» **Selection**
— start —
It was a simple gesture of gratitude, and it made my day.

Train Stories #5: The Girls Who Screamed “Kawaii!”

Kawaii culture in Tokyo

Train Stories #5 - On most days,  with wild, unkept hair and pants that don’t always fit me properly, I generally think I look like a hot mess  – or a life-sized fuzzball walking down the street.  But because I am white, slender and have greenish eyes, a lot of teenage Japanese girls seem to think I look somewhat exotic.

I am always flattered when I walk past someone in Japan, and I hear them quietly whisper, “Oh, kawaii…”

Kawaii (かわいい) is the Japanese word for cute, and it is used almost as much as teenage girls in America say OMG!

See that Winnie the Pooh pouch? Kawaiiiiiiii!

See that three-foot cellphone charm? Double kawaiiiiiiiiiiiiiii!

On Saturday night, I took the train to Takaoka for a nabe (Japanese soup) party.  I was dressed pretty casually — in jeans, Converse shoes, a winter coat and red cap.

The journey to Takaoka takes about 45 minutes by train, so once I found a seat on the train, I put on some music and took out my book (Murakami’s What I Talk About When I Talk About Running).

Midway through the train ride, at Toyama Station, a bunch of high school students suddenly stepped on the train.  What was once a peaceful journey turned into a mini-high school drama akin to a scene in Hana Yori Dango.

High school girls in short blue skirts, knee-high socks and matching jackets were giggling and looking at their ketai (cellphones).  The boys around them, in disheveled white dress shirts and slacks, tried to look cool and oblivious, so they played games on their cellphones or looked out at the windows.
— end —
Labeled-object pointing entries
— start —
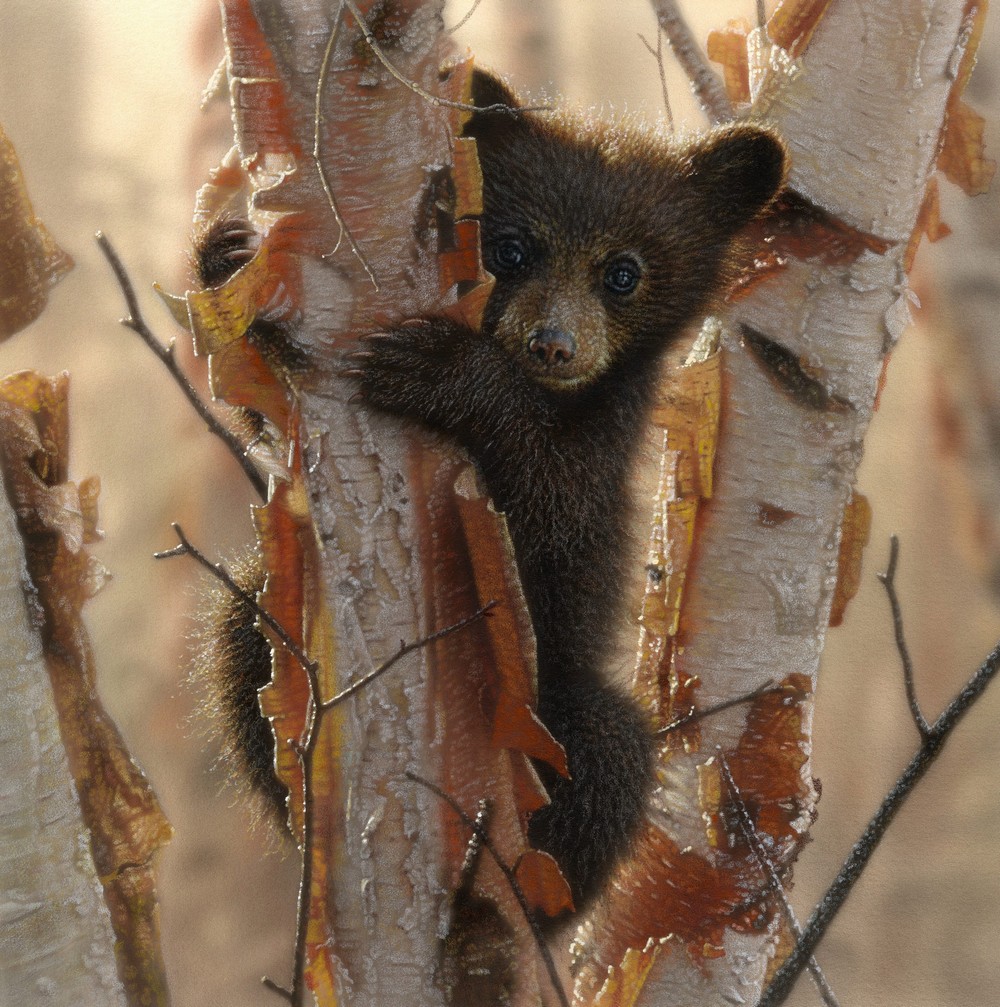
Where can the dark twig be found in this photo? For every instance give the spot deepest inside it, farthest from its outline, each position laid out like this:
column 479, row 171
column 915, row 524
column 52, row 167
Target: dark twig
column 707, row 86
column 470, row 12
column 658, row 54
column 888, row 580
column 321, row 170
column 508, row 871
column 135, row 321
column 767, row 689
column 761, row 16
column 404, row 650
column 510, row 110
column 221, row 573
column 305, row 747
column 749, row 831
column 780, row 985
column 473, row 848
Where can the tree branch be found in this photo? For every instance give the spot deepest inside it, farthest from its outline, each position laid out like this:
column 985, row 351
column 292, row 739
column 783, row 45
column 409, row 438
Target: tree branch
column 783, row 980
column 747, row 828
column 707, row 85
column 888, row 580
column 135, row 321
column 475, row 827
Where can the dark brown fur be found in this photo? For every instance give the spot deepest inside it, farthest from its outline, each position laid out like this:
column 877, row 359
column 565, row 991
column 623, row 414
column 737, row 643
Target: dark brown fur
column 550, row 399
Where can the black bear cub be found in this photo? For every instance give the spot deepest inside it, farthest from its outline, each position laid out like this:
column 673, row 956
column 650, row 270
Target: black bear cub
column 605, row 244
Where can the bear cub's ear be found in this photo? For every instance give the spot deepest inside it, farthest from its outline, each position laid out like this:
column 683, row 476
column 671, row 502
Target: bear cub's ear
column 492, row 128
column 739, row 169
column 488, row 89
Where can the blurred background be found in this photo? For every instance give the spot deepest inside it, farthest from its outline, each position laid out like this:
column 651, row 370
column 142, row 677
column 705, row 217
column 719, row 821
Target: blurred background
column 101, row 100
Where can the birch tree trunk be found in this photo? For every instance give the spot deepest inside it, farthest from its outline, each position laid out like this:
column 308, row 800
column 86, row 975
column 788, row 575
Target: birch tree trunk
column 803, row 354
column 55, row 932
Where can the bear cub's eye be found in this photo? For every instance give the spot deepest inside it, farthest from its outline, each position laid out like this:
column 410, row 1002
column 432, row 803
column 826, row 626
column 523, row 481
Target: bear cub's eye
column 507, row 256
column 622, row 276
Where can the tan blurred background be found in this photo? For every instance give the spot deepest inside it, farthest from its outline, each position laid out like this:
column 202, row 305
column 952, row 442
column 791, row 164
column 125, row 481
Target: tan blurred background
column 101, row 100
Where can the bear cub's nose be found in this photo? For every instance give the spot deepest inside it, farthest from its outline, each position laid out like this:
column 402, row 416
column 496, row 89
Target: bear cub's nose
column 552, row 345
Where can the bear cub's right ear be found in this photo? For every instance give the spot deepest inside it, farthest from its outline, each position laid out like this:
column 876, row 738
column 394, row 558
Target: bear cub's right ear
column 488, row 89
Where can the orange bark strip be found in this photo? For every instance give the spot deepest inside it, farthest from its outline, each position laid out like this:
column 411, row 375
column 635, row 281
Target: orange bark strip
column 118, row 806
column 542, row 883
column 280, row 529
column 30, row 261
column 258, row 89
column 766, row 767
column 855, row 532
column 728, row 47
column 693, row 897
column 800, row 229
column 294, row 597
column 962, row 157
column 623, row 984
column 929, row 224
column 689, row 418
column 793, row 24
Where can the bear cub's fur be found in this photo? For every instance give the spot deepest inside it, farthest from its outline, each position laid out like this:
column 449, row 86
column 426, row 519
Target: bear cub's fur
column 605, row 244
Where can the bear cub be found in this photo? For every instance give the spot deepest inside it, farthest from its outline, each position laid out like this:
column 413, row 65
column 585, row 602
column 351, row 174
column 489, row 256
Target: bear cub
column 604, row 245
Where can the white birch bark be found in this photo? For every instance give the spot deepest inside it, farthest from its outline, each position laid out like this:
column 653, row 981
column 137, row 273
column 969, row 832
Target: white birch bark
column 862, row 120
column 56, row 943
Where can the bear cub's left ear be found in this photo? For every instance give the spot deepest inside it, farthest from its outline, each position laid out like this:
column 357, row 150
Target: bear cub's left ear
column 739, row 168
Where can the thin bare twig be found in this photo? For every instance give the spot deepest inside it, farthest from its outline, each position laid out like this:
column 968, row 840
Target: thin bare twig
column 658, row 54
column 502, row 109
column 761, row 16
column 305, row 747
column 476, row 829
column 221, row 573
column 888, row 580
column 749, row 831
column 135, row 321
column 404, row 650
column 470, row 12
column 783, row 980
column 316, row 129
column 767, row 689
column 707, row 85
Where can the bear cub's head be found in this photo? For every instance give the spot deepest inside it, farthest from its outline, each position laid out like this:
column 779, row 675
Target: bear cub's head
column 605, row 242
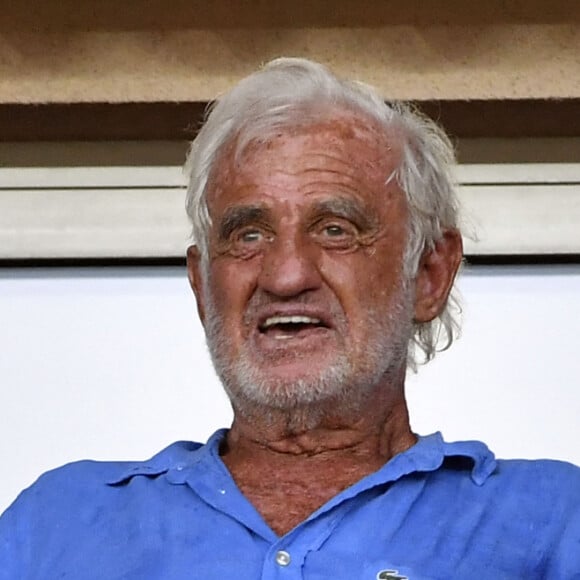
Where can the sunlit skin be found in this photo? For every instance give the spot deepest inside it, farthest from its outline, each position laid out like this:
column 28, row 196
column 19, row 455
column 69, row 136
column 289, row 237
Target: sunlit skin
column 307, row 225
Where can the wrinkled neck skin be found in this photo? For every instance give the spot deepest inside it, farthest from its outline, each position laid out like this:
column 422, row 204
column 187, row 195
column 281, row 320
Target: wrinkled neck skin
column 299, row 459
column 366, row 432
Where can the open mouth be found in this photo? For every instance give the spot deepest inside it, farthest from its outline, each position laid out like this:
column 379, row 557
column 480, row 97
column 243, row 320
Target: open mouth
column 285, row 327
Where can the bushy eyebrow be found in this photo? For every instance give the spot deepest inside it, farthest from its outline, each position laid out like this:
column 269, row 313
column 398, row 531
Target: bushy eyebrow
column 347, row 208
column 239, row 216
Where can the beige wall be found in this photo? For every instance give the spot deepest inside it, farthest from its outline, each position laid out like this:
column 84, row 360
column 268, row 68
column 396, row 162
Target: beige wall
column 62, row 51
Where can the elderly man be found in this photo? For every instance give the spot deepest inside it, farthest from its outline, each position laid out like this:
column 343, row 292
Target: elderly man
column 326, row 246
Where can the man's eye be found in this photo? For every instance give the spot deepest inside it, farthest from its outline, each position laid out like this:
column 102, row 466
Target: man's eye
column 334, row 231
column 250, row 236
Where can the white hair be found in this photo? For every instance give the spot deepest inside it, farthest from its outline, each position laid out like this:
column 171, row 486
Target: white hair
column 292, row 92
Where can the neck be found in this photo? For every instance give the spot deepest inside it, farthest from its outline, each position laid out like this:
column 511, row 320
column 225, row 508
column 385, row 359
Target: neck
column 374, row 434
column 282, row 458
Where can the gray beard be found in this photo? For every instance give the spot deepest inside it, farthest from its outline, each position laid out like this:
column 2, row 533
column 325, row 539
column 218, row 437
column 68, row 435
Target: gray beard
column 251, row 388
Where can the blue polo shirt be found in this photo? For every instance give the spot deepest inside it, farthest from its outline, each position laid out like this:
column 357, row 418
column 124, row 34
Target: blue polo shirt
column 437, row 511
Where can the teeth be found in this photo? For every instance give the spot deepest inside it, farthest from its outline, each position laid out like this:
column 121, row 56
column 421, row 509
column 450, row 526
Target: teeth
column 290, row 320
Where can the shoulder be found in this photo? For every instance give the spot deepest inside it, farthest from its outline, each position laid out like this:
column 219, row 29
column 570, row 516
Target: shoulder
column 539, row 475
column 74, row 481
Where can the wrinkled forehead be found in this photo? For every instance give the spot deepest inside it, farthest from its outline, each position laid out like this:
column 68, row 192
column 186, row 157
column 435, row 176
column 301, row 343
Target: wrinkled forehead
column 349, row 144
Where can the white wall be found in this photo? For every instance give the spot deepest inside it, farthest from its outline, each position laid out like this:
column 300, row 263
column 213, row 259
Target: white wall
column 111, row 364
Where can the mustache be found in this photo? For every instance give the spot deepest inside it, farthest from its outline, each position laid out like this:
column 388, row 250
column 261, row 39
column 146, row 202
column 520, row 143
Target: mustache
column 261, row 301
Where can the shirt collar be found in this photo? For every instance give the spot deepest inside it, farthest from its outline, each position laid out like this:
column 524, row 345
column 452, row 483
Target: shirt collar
column 428, row 454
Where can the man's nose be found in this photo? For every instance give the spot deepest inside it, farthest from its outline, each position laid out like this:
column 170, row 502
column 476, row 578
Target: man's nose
column 290, row 267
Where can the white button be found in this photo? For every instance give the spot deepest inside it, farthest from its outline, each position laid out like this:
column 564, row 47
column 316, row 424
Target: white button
column 282, row 558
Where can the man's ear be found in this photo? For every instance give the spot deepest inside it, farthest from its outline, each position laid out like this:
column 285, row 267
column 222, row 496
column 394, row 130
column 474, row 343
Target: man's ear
column 195, row 275
column 435, row 275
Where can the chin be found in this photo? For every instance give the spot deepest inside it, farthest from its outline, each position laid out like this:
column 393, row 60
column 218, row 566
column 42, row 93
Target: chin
column 284, row 387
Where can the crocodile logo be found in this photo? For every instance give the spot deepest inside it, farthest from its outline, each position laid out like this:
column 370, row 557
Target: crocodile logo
column 390, row 575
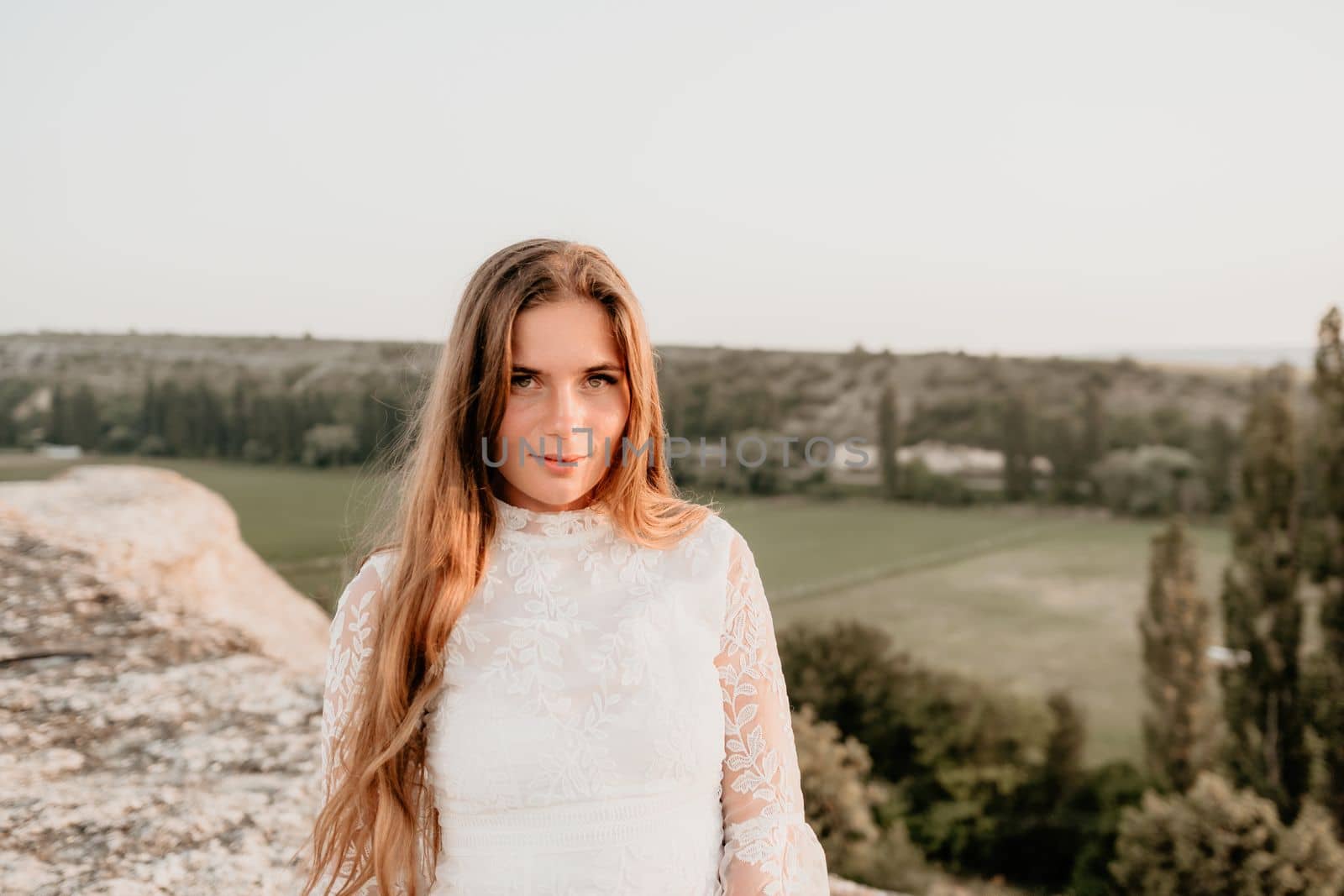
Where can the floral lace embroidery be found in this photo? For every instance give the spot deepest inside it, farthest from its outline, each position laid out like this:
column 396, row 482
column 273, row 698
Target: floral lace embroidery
column 769, row 846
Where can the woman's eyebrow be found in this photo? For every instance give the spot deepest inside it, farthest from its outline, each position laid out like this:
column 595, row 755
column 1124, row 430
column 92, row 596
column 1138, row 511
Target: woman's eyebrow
column 595, row 369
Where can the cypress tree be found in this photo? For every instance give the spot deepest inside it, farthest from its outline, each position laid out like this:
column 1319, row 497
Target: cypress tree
column 1328, row 718
column 1267, row 747
column 889, row 441
column 1173, row 626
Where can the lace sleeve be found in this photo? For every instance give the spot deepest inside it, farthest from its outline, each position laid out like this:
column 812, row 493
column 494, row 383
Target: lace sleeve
column 349, row 647
column 769, row 846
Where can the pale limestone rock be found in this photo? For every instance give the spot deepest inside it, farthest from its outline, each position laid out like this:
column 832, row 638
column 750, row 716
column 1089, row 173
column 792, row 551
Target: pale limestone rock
column 174, row 544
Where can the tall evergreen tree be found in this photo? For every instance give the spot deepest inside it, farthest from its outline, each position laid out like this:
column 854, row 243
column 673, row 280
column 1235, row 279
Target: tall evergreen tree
column 1016, row 445
column 889, row 441
column 85, row 423
column 1173, row 626
column 1328, row 711
column 57, row 418
column 1263, row 614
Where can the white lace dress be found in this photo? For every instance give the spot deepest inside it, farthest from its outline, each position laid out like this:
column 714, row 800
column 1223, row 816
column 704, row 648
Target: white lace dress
column 613, row 719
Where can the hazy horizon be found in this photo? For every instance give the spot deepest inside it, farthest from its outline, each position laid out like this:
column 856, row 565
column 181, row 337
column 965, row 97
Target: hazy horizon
column 1032, row 179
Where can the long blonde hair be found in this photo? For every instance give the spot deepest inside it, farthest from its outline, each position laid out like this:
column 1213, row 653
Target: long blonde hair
column 441, row 526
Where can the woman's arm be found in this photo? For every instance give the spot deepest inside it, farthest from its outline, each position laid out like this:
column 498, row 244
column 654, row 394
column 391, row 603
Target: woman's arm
column 769, row 846
column 351, row 645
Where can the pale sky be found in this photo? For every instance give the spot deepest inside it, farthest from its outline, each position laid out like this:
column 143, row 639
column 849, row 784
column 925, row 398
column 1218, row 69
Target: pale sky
column 936, row 175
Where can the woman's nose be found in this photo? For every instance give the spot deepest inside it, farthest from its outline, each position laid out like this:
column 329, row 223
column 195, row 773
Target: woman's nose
column 564, row 417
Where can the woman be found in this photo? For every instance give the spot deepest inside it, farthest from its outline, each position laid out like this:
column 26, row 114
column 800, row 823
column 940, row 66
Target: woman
column 557, row 676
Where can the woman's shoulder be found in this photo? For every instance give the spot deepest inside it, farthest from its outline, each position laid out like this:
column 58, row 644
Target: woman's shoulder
column 369, row 579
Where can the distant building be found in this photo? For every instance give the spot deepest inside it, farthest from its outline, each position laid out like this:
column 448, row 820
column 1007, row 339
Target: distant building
column 58, row 452
column 978, row 468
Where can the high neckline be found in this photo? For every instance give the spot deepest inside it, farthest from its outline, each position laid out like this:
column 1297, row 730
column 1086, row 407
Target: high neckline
column 523, row 521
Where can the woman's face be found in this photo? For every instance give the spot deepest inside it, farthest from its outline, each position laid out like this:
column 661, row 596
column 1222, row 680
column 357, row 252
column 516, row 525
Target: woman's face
column 568, row 378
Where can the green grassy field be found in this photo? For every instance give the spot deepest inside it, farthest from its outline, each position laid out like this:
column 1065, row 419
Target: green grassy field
column 1027, row 598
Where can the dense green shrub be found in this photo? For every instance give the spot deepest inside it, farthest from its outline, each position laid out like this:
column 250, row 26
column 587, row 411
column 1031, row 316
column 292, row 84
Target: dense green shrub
column 1218, row 841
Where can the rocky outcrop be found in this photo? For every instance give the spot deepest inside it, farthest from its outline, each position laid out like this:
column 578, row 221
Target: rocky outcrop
column 174, row 544
column 141, row 750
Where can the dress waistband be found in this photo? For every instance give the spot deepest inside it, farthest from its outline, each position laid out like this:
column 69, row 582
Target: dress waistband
column 582, row 825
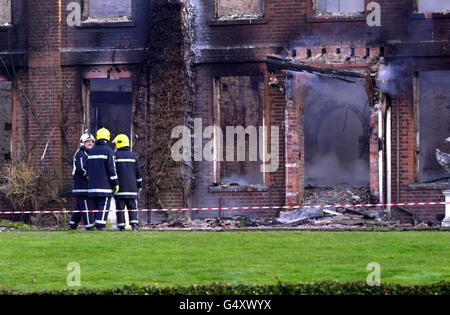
— end —
» **Exercises to complete**
a - In the train story above, write out the passage starting at "Train Stories #5: The" and ending at "Pooh pouch? Kawaiiiiiiii!".
b - Using the train story, explain in one to three sentences why the writer put on music and took out a book after finding a seat.
c - According to the train story, at which station did the high school students board the train?

» **The answers**
a -
Train Stories #5: The Girls Who Screamed “Kawaii!”

Kawaii culture in Tokyo

Train Stories #5 - On most days,  with wild, unkept hair and pants that don’t always fit me properly, I generally think I look like a hot mess  – or a life-sized fuzzball walking down the street.  But because I am white, slender and have greenish eyes, a lot of teenage Japanese girls seem to think I look somewhat exotic.

I am always flattered when I walk past someone in Japan, and I hear them quietly whisper, “Oh, kawaii…”

Kawaii (かわいい) is the Japanese word for cute, and it is used almost as much as teenage girls in America say OMG!

See that Winnie the Pooh pouch? Kawaiiiiiiii!

b - The journey to Takaoka takes about 45 minutes by train, so once seated, the writer settled in with music and a book.

c - Toyama Station.